- STATED PROBLEM -
State how many lines of the material below contain the string "stem", counting only matches in the same case. Reply with the number alone.

[Lines of data]

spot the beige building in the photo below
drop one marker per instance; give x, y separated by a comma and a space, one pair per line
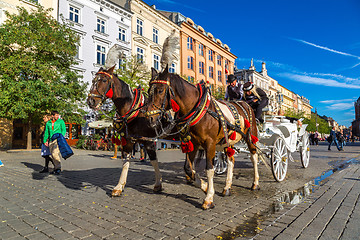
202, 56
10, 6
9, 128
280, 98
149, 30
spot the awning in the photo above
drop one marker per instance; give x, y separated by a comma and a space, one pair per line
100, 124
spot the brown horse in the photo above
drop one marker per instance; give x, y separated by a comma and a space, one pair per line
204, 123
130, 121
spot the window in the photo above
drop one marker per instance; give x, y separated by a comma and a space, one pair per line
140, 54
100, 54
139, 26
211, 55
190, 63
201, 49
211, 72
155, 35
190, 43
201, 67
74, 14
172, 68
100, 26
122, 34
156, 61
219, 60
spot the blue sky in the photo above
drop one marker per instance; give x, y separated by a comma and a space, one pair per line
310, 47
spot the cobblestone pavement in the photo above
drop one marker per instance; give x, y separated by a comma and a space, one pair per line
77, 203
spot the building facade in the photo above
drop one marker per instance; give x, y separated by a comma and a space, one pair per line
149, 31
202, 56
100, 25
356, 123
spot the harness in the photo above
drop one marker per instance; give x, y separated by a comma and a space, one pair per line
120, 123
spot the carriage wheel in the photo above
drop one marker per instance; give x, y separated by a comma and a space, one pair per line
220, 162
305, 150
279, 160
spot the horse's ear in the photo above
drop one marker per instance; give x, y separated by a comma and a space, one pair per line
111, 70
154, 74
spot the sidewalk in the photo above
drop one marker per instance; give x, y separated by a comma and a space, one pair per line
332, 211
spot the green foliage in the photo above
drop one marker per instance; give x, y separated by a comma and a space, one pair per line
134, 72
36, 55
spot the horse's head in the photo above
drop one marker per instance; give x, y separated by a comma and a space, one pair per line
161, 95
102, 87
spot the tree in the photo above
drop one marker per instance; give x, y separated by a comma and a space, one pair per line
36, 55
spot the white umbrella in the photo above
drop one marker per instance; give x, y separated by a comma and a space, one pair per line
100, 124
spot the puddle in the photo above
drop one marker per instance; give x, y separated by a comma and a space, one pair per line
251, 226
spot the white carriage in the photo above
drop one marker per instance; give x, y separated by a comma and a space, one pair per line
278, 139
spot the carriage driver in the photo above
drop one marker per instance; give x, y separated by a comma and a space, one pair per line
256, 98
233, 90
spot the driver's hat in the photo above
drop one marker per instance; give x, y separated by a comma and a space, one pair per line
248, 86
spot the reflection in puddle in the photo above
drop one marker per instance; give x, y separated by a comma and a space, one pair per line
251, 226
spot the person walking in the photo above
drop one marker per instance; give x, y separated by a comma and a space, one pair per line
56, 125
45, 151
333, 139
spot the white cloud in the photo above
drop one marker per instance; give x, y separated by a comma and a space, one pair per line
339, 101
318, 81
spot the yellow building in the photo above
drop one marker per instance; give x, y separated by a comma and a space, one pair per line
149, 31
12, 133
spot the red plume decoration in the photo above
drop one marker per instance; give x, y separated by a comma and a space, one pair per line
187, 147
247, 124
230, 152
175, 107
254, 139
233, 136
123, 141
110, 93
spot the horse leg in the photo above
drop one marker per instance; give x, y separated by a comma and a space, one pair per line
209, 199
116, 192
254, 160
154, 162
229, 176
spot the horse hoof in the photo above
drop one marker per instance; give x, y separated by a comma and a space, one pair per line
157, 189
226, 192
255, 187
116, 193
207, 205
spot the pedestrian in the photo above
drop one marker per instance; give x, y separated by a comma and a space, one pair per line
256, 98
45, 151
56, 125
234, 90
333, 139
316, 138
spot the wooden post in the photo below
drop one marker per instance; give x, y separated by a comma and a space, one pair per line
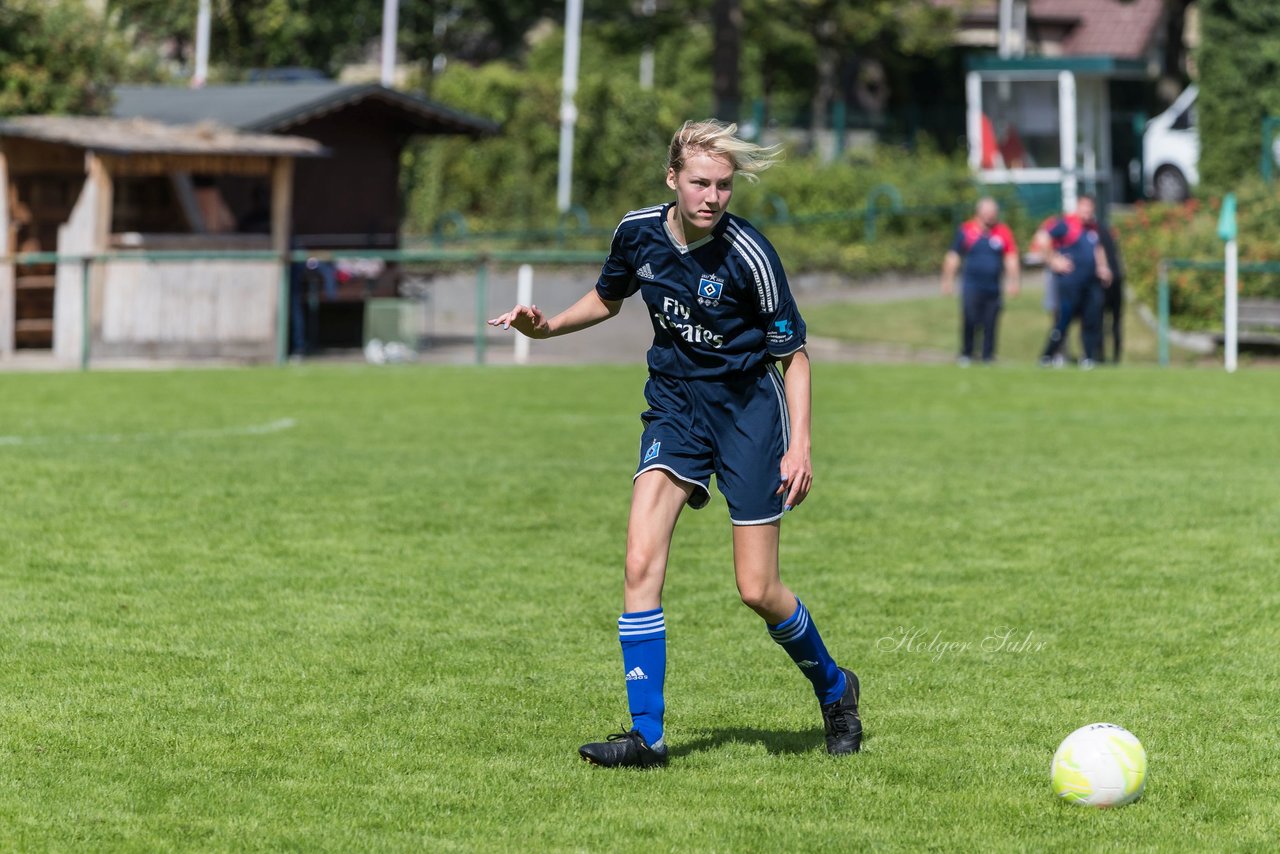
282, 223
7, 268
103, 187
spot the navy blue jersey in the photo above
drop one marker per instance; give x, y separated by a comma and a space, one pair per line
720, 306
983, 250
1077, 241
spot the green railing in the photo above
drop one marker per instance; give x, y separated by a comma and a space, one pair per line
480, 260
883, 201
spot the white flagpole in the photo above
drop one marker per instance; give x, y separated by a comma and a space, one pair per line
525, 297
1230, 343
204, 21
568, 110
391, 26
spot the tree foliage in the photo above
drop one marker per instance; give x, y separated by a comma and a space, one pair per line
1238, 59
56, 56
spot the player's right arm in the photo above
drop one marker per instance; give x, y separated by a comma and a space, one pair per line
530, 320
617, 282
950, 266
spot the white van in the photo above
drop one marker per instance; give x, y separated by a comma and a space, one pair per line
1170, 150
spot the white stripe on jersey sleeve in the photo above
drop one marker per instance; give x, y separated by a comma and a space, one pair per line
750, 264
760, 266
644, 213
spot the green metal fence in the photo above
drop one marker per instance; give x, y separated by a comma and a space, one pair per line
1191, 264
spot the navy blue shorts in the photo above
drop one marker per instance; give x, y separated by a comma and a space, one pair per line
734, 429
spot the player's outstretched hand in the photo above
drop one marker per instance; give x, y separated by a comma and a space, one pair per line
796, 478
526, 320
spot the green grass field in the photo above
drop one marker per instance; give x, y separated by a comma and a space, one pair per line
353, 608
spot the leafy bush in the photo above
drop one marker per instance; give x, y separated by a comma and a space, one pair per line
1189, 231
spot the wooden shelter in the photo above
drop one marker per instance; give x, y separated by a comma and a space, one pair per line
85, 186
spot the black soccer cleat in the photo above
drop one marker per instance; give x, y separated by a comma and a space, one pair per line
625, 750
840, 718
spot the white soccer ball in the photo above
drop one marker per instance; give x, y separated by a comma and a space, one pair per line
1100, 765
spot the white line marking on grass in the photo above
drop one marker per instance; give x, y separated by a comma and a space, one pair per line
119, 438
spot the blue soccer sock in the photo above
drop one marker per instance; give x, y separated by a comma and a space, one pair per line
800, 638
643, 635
---
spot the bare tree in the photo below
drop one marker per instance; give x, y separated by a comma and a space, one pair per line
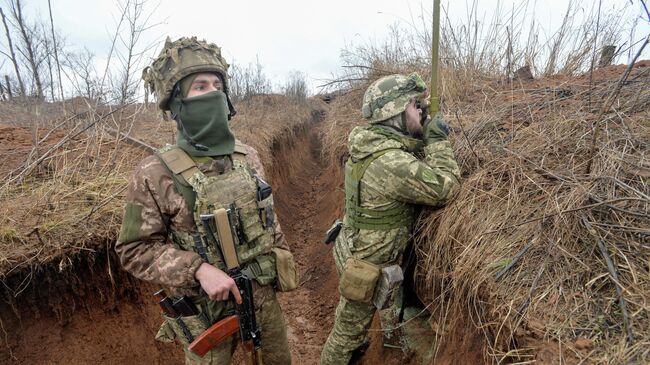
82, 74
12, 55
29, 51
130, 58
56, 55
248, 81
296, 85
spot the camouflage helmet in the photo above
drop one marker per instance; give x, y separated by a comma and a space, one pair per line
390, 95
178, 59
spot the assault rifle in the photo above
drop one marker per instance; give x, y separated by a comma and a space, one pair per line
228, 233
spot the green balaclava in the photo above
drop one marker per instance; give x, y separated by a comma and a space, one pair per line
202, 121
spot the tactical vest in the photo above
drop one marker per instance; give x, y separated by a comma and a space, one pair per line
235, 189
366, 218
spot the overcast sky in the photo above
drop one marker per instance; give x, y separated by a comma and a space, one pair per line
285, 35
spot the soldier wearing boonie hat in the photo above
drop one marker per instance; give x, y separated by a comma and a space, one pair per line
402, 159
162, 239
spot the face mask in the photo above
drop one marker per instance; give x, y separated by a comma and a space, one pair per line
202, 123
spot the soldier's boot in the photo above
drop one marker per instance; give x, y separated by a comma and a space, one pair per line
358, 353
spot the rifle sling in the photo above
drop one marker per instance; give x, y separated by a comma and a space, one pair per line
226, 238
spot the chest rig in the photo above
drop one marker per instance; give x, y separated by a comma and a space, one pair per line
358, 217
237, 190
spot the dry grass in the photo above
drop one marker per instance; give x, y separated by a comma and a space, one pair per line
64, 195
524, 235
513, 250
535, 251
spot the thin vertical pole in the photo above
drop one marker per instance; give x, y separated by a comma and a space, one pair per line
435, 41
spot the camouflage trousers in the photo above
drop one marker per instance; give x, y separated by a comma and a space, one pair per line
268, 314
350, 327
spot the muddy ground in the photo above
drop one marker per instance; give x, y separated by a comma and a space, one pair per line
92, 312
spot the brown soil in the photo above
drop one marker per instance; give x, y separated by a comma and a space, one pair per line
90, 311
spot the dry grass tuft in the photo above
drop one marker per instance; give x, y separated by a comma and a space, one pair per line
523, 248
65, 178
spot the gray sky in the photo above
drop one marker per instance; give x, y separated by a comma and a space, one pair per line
...
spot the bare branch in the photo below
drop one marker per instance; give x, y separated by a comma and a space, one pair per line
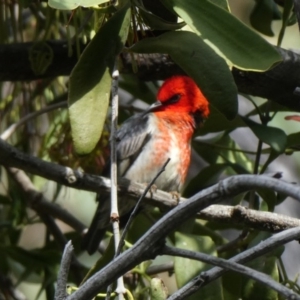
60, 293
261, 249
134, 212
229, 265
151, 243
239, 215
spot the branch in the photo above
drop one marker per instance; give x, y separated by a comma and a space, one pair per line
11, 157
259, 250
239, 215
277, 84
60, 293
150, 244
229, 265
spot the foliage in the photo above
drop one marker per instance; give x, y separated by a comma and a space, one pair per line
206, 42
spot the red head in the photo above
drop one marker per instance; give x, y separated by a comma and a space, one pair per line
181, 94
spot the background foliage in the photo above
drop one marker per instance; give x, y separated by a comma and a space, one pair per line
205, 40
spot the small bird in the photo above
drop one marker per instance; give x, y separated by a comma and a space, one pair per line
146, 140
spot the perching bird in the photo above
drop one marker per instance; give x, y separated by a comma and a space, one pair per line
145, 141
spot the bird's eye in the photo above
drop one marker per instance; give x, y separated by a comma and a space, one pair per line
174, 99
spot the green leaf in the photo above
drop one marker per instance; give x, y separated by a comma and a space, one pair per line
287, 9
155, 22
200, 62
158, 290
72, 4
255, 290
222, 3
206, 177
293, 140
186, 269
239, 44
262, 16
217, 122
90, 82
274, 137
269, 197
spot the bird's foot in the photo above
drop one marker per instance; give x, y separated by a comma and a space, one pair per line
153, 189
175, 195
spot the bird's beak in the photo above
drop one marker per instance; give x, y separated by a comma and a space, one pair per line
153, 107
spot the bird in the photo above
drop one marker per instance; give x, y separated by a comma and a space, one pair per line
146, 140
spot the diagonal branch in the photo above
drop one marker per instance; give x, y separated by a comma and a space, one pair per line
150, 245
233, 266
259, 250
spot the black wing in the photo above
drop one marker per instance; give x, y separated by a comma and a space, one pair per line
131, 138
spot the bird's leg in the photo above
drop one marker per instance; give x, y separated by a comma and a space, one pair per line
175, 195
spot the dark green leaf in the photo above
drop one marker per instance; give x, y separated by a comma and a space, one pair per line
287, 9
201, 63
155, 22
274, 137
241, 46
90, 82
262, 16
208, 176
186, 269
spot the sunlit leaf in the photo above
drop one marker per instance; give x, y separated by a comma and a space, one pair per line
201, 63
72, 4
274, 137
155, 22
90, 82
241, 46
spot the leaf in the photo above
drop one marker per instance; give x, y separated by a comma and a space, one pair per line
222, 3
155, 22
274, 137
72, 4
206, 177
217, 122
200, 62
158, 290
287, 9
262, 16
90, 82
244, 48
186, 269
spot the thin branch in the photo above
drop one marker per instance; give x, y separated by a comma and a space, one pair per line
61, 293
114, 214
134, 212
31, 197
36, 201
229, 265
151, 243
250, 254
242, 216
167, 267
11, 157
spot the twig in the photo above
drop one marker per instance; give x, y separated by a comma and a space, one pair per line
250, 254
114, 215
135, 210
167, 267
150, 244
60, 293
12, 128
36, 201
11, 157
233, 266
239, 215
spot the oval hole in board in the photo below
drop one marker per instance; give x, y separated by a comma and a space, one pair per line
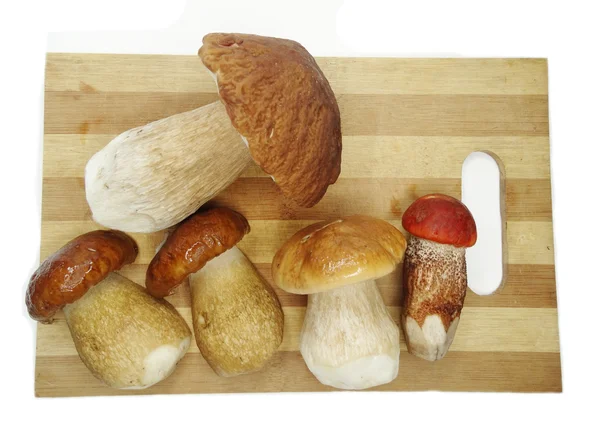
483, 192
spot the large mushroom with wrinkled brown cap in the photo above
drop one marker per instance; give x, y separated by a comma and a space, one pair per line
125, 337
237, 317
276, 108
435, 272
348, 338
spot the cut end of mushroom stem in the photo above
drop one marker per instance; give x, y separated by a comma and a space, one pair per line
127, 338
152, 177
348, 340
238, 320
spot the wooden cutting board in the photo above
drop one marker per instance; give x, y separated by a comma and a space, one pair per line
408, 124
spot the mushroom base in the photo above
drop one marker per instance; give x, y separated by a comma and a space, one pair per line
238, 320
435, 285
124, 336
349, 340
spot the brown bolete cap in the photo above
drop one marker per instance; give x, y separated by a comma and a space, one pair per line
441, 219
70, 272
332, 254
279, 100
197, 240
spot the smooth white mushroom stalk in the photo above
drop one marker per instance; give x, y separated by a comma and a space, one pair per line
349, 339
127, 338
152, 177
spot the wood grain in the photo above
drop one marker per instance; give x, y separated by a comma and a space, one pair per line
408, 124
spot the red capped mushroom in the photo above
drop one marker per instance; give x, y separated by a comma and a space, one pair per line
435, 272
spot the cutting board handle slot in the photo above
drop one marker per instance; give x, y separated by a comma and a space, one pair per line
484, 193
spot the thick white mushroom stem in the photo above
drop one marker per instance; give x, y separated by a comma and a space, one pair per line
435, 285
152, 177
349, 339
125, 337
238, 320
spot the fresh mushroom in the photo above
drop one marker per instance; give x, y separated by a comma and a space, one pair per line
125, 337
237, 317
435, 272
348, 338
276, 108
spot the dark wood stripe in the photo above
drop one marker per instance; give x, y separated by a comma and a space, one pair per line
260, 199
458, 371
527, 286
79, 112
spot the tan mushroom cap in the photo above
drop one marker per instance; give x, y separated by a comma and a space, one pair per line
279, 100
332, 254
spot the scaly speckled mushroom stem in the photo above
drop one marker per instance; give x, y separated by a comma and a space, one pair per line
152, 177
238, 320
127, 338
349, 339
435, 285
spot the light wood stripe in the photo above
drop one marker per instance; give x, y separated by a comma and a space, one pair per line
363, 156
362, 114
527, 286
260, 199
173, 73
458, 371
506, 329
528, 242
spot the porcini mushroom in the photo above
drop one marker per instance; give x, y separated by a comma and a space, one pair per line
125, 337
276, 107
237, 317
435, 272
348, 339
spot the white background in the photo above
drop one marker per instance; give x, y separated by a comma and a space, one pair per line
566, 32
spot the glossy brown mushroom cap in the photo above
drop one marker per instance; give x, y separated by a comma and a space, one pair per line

- RESULT OF THE EXERCISE -
3